[Work to complete] In the entries below, find the line with "Where can the dog's shadow" and the line with "Where can the rock be". Reproduce those two lines and every line between them exactly, and nothing more.

[Natural language region descriptions]
* * * * *

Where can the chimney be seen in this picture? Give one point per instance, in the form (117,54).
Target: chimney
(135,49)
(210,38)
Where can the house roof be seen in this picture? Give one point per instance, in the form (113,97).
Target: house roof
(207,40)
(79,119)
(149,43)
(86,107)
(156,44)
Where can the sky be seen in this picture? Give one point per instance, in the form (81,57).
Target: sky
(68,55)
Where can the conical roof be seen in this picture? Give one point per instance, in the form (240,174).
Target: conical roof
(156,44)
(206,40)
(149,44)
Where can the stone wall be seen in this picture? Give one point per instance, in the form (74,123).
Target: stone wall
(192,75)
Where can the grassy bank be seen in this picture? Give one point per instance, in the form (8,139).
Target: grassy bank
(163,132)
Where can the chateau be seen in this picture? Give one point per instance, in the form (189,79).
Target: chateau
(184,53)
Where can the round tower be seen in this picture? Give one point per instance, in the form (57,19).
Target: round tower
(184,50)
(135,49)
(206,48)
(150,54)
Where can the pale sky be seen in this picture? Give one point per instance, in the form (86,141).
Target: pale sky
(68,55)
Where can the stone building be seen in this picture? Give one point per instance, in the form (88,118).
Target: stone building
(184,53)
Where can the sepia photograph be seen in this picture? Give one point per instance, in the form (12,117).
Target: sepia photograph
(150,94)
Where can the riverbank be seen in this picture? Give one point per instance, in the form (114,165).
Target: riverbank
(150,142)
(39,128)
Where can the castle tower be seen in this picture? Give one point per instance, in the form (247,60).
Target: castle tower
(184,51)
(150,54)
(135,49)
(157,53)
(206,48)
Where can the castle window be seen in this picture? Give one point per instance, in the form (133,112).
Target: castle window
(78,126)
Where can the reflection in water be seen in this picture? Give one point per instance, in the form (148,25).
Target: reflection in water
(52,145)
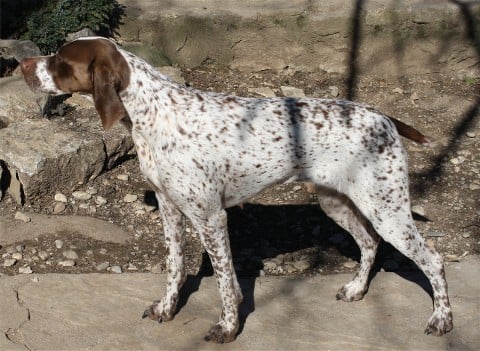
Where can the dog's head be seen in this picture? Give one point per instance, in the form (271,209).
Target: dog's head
(91,65)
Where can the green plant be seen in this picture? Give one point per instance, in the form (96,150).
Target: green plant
(49,26)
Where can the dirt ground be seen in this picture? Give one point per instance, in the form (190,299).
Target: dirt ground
(288,238)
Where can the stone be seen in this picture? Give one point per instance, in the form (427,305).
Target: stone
(18,49)
(123,177)
(174,73)
(20,216)
(100,200)
(334,91)
(18,102)
(17,256)
(59,207)
(60,197)
(70,254)
(130,198)
(25,270)
(418,210)
(8,262)
(301,265)
(44,255)
(66,263)
(58,243)
(350,264)
(474,186)
(116,269)
(289,91)
(102,266)
(81,195)
(262,91)
(452,258)
(435,234)
(45,157)
(92,190)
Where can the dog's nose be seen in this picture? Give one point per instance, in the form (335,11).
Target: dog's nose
(26,65)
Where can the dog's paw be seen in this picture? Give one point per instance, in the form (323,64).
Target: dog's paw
(157,313)
(219,335)
(440,323)
(350,292)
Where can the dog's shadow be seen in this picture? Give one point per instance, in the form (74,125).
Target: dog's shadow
(260,232)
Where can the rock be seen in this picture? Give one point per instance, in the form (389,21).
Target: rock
(92,190)
(60,197)
(158,268)
(81,195)
(452,258)
(17,256)
(334,92)
(100,200)
(66,263)
(173,73)
(350,264)
(18,49)
(45,157)
(59,207)
(262,91)
(116,269)
(8,262)
(43,255)
(123,177)
(70,254)
(474,186)
(435,234)
(270,266)
(288,91)
(18,102)
(149,208)
(130,198)
(22,217)
(102,266)
(390,265)
(58,244)
(25,270)
(457,160)
(11,249)
(418,210)
(301,265)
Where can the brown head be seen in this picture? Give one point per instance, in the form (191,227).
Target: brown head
(88,65)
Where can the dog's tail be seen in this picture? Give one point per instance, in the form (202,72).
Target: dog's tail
(411,133)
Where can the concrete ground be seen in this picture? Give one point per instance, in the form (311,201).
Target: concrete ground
(103,312)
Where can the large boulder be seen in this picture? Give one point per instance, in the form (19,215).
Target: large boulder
(41,156)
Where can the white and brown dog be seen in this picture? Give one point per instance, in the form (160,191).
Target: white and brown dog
(203,152)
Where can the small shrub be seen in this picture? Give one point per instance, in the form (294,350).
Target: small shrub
(49,26)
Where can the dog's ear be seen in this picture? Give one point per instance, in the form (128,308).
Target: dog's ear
(105,96)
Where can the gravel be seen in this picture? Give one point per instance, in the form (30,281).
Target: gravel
(282,239)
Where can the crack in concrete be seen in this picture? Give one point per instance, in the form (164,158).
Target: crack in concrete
(13,334)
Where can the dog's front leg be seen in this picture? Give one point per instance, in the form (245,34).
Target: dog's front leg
(173,226)
(214,236)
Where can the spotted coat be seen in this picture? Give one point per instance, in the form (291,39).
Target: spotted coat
(203,152)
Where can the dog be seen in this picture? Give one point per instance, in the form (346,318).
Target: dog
(203,152)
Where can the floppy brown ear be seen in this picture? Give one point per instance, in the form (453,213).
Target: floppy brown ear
(105,97)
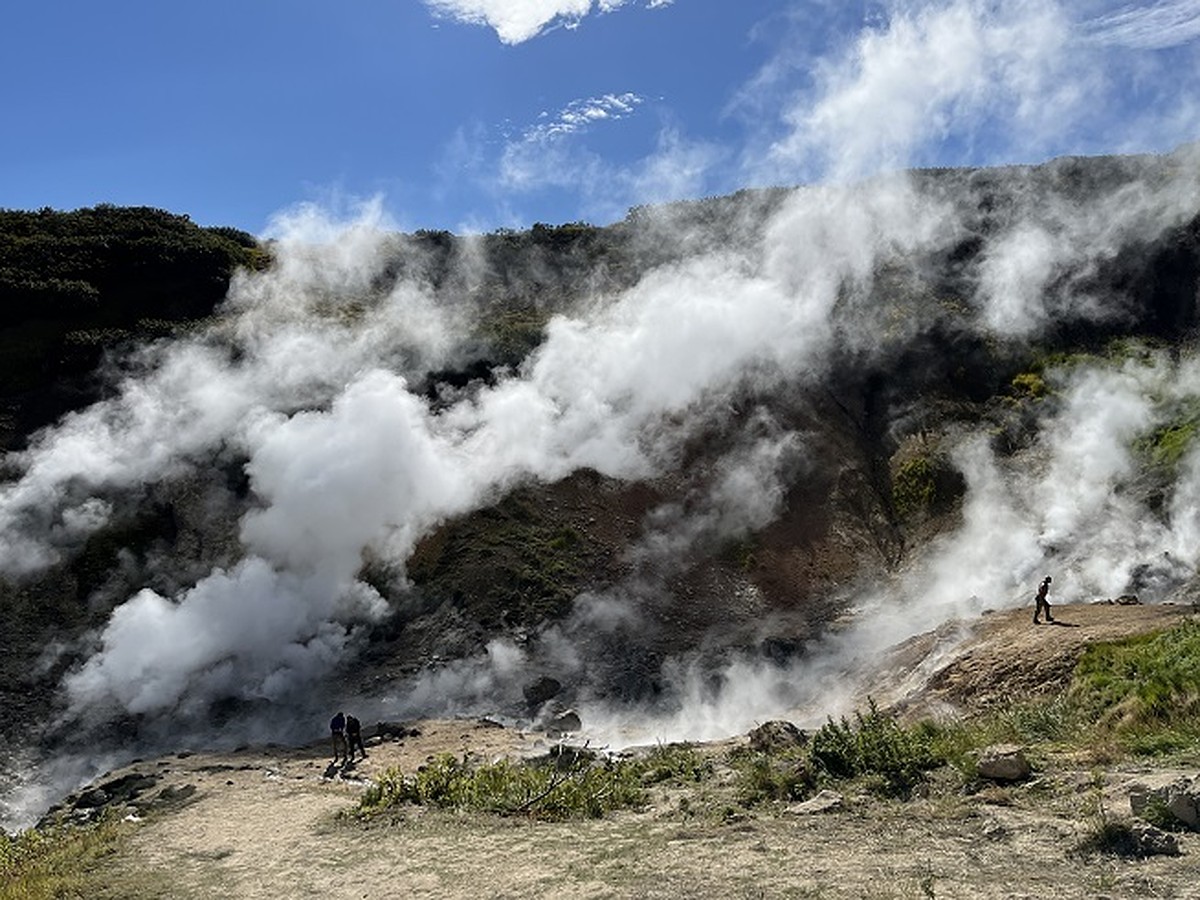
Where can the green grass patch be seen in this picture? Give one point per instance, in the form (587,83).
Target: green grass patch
(571,786)
(1145,690)
(58,861)
(891,757)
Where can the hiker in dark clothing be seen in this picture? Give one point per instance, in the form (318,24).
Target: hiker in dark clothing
(1041,603)
(354,736)
(337,729)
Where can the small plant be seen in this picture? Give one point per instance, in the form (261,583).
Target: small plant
(765,777)
(875,745)
(55,861)
(679,763)
(1145,689)
(585,787)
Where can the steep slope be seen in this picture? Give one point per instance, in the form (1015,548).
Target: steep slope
(653,462)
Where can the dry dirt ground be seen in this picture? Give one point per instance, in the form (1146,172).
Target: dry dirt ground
(273,822)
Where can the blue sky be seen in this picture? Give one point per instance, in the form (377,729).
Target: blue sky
(478,114)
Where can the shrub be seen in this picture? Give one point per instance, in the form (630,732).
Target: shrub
(1144,689)
(765,777)
(582,789)
(875,745)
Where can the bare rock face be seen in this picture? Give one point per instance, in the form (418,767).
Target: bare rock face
(1003,762)
(775,736)
(563,724)
(825,802)
(1175,802)
(540,690)
(1152,841)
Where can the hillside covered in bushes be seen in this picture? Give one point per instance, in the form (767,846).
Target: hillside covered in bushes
(689,468)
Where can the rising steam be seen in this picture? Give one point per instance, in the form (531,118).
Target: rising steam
(313,382)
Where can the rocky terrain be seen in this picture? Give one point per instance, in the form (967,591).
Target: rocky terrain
(276,821)
(706,467)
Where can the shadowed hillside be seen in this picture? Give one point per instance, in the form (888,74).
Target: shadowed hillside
(709,453)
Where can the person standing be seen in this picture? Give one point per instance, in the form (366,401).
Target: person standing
(1041,603)
(354,736)
(337,729)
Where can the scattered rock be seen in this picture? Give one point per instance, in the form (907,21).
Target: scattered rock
(775,736)
(540,690)
(1175,802)
(395,731)
(1003,762)
(1152,841)
(825,802)
(564,723)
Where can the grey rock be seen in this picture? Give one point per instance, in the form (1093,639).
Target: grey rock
(564,723)
(1175,801)
(777,735)
(825,802)
(1003,762)
(1153,841)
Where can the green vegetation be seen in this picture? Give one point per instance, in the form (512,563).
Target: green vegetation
(768,777)
(1144,693)
(569,786)
(924,484)
(77,285)
(1165,447)
(511,563)
(57,861)
(889,757)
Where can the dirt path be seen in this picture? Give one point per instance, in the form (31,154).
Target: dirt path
(265,823)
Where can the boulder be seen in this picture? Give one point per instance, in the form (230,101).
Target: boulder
(775,736)
(1003,762)
(563,724)
(1177,801)
(1150,841)
(825,802)
(540,690)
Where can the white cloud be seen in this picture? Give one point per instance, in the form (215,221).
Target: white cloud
(517,21)
(928,75)
(580,114)
(1153,27)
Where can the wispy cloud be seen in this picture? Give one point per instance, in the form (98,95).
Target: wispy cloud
(967,82)
(580,114)
(1168,23)
(519,21)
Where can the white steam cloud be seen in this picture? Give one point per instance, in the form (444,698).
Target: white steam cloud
(310,377)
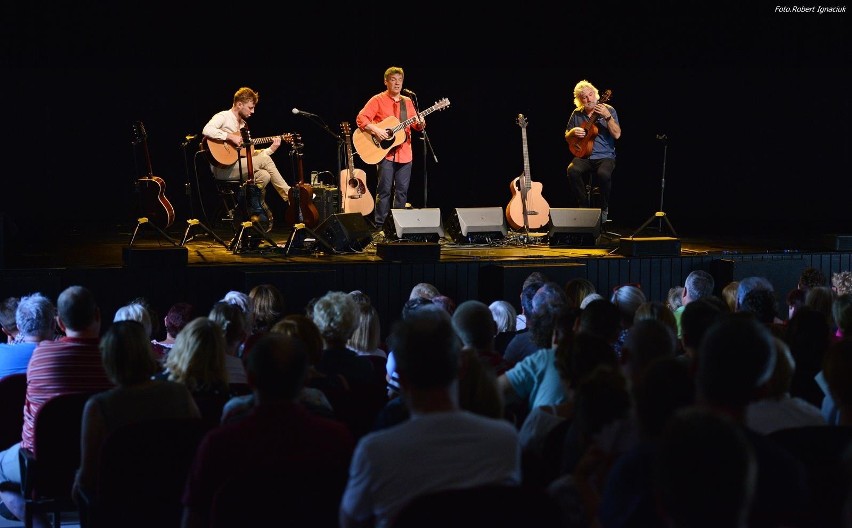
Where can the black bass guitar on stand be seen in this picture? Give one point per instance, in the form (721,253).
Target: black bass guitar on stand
(151,189)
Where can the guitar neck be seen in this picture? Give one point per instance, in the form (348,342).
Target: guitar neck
(526,178)
(411,120)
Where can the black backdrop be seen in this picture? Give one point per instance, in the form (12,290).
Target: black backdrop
(755,103)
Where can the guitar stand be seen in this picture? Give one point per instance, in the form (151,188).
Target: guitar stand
(192,222)
(294,240)
(662,216)
(143,221)
(237,245)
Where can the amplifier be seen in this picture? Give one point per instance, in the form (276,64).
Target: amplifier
(326,200)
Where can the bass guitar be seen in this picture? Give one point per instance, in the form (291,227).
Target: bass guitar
(300,208)
(353,184)
(222,154)
(372,150)
(153,203)
(582,147)
(527,209)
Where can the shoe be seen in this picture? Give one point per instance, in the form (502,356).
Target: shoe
(6,514)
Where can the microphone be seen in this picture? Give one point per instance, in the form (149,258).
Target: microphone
(297,111)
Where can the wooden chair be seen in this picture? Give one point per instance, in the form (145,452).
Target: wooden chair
(141,474)
(48,470)
(13,394)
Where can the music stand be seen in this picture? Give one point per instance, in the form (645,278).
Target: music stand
(661,214)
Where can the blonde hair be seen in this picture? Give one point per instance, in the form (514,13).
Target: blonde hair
(578,89)
(197,358)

* * * * *

[Solution for this problem]
Where can the dog's shadow be seen in this picture? Give one point per instance, in the form (74,125).
Target: dog's shadow
(260,232)
Where can the rock be seen in this picture? Give one point per instance, in the form (389,21).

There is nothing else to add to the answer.